What to work on:
The lines to extract begin at the line that contains "Where in the photo below can the overcast" and run through the last line of the listing; reproduce them exactly, minus any pictures.

The input:
+--
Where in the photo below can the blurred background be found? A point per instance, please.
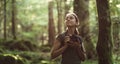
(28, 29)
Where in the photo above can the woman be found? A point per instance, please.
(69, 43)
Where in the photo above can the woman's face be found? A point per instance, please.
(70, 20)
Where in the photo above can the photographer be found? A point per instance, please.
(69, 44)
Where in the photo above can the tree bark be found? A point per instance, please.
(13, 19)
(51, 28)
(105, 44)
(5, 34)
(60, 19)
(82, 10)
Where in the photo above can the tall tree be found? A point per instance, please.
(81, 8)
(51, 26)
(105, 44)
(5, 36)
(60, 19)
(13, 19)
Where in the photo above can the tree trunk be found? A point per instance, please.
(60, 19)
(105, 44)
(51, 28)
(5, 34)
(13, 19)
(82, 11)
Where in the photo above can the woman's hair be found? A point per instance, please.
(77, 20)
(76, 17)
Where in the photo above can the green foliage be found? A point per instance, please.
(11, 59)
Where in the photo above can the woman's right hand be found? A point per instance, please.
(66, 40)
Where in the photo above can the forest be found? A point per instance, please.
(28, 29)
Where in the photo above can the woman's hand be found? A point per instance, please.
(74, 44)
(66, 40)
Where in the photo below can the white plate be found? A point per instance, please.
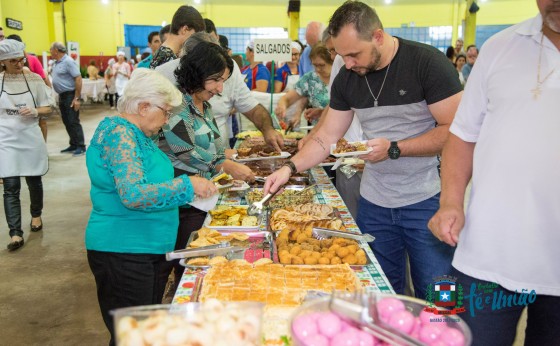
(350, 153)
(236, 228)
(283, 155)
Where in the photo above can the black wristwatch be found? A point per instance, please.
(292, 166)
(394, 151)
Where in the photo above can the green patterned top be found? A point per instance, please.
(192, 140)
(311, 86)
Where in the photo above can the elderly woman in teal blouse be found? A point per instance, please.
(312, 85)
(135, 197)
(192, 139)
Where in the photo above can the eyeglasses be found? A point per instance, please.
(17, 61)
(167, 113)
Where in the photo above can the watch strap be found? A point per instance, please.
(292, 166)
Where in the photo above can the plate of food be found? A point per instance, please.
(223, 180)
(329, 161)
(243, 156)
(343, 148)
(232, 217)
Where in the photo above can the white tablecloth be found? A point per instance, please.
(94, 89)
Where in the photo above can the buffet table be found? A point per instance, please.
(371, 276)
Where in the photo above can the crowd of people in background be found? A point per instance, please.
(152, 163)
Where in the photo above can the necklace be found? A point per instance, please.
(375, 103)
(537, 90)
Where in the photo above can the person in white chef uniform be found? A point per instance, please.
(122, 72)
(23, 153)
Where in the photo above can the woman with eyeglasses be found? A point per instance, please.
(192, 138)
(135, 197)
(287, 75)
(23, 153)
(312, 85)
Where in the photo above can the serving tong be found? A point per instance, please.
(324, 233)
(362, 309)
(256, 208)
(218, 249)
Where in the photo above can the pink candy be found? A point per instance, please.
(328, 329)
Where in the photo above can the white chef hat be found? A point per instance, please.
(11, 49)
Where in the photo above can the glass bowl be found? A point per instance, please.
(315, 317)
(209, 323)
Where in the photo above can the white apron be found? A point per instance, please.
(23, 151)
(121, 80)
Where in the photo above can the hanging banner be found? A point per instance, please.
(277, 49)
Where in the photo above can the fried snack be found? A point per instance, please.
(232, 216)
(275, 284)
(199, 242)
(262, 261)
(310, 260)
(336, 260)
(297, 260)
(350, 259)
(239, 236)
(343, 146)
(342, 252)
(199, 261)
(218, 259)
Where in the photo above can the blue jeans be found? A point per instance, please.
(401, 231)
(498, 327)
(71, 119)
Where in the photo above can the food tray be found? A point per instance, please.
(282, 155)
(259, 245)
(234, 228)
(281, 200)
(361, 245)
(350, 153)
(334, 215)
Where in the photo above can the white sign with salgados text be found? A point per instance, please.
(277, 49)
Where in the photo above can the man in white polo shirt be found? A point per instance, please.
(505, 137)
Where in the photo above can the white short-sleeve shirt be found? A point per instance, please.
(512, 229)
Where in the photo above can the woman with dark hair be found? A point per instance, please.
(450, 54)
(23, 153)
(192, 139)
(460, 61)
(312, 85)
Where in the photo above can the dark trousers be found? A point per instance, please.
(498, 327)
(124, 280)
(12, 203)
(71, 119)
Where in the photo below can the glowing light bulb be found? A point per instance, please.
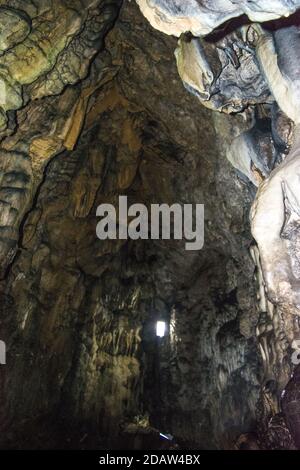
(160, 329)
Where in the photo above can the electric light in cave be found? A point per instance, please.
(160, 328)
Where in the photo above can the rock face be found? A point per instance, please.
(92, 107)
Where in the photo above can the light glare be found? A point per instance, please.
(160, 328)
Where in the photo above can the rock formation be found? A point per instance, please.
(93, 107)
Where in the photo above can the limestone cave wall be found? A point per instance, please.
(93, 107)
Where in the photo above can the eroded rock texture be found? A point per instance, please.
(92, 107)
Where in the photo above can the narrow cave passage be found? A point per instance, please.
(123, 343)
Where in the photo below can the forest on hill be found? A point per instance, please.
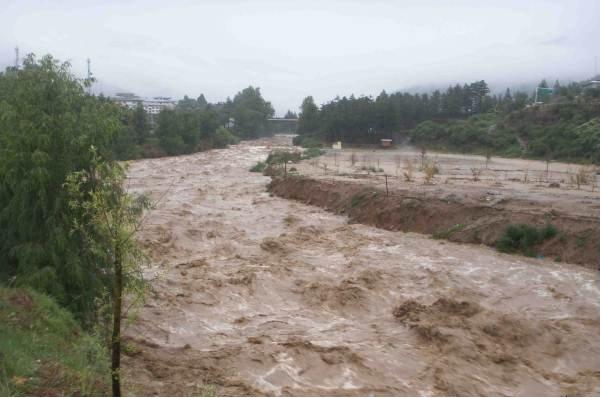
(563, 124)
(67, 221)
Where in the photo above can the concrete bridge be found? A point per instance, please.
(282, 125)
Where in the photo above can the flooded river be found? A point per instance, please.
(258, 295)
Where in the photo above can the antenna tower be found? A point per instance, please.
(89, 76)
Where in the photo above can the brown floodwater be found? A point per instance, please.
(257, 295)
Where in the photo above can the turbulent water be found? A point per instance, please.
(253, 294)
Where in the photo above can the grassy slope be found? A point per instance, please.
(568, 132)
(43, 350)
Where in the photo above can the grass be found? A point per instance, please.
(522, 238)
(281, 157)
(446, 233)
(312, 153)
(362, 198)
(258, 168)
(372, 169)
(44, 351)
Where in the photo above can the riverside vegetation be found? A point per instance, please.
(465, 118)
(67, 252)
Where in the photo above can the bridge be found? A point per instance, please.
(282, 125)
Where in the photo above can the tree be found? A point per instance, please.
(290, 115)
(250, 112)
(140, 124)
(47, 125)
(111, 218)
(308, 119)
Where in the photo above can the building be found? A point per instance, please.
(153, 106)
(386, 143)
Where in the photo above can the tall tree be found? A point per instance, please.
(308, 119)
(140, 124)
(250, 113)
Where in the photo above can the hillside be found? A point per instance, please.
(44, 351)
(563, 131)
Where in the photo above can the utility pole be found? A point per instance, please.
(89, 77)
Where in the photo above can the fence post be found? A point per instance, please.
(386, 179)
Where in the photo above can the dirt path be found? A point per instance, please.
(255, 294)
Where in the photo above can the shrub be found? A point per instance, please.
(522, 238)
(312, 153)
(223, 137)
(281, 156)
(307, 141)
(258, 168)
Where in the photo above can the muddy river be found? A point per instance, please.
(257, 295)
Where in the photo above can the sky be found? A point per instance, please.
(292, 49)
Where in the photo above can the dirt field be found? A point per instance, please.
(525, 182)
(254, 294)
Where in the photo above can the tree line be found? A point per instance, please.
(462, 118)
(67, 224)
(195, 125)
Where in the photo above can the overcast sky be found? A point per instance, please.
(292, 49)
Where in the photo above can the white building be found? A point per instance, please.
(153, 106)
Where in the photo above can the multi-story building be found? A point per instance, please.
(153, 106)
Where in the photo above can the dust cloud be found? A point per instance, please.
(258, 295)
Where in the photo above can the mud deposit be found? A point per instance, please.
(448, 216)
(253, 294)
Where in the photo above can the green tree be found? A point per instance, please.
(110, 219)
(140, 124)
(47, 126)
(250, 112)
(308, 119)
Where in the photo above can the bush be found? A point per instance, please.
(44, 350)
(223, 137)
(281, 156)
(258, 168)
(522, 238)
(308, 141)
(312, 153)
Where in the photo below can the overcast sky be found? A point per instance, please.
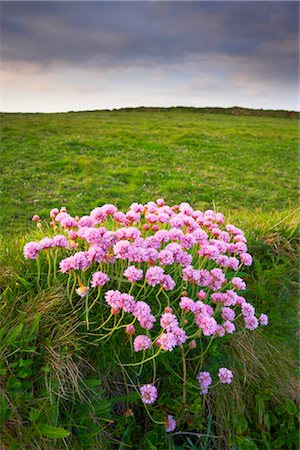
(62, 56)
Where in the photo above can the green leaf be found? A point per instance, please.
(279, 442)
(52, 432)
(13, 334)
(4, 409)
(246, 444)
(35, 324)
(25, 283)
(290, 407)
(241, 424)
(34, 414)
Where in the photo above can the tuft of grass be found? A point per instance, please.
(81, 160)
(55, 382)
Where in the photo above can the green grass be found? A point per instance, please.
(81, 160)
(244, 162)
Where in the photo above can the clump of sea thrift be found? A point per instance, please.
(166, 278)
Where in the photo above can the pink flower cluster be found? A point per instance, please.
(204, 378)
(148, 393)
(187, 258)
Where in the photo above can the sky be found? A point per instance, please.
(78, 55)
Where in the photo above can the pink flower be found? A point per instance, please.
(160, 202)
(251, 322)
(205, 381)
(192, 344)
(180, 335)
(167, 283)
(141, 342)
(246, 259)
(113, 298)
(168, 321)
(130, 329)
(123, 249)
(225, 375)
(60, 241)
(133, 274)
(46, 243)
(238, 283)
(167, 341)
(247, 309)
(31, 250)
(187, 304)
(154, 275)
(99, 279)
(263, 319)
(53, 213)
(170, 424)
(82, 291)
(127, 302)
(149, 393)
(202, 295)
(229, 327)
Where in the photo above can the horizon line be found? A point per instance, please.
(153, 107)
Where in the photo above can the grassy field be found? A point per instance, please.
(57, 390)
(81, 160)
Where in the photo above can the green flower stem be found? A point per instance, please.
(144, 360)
+--
Final answer:
Where in the photo below can the overcast sky be found? A point per instance, please.
(62, 56)
Where in the photo above can the green leaf be found? A point per instance, please.
(279, 442)
(52, 432)
(13, 334)
(4, 409)
(246, 444)
(35, 324)
(25, 283)
(290, 407)
(241, 424)
(34, 414)
Where in the photo above can the tuft of grass be found? A point per instance, please.
(81, 160)
(55, 382)
Where in the photo above can the green grass be found? A point per instance, please.
(81, 160)
(244, 162)
Where in the photo above can the clump of sea thrift be found? A point per instance, please.
(166, 278)
Where in the photo above can the pink flower cluster be found? A point per instance, please.
(204, 378)
(148, 393)
(187, 258)
Where in the photo above can the sky be found? A point per instance, please.
(78, 55)
Where in the photo above can the pink flower be found? A point per instance, please.
(160, 202)
(251, 322)
(205, 381)
(192, 344)
(180, 335)
(167, 283)
(141, 342)
(246, 259)
(113, 298)
(168, 321)
(130, 329)
(123, 249)
(225, 375)
(60, 241)
(133, 274)
(46, 243)
(238, 283)
(167, 341)
(247, 309)
(31, 250)
(187, 304)
(154, 275)
(99, 279)
(263, 319)
(53, 213)
(170, 424)
(82, 291)
(127, 302)
(149, 393)
(202, 295)
(229, 327)
Where in the photo above can the horizon line be found? A point per instance, please.
(153, 107)
Where in the photo above can the grassy field be found? A point per instance, please.
(57, 390)
(81, 160)
Where in the photo above can the green flower stem be found? A point per instance, please.
(144, 360)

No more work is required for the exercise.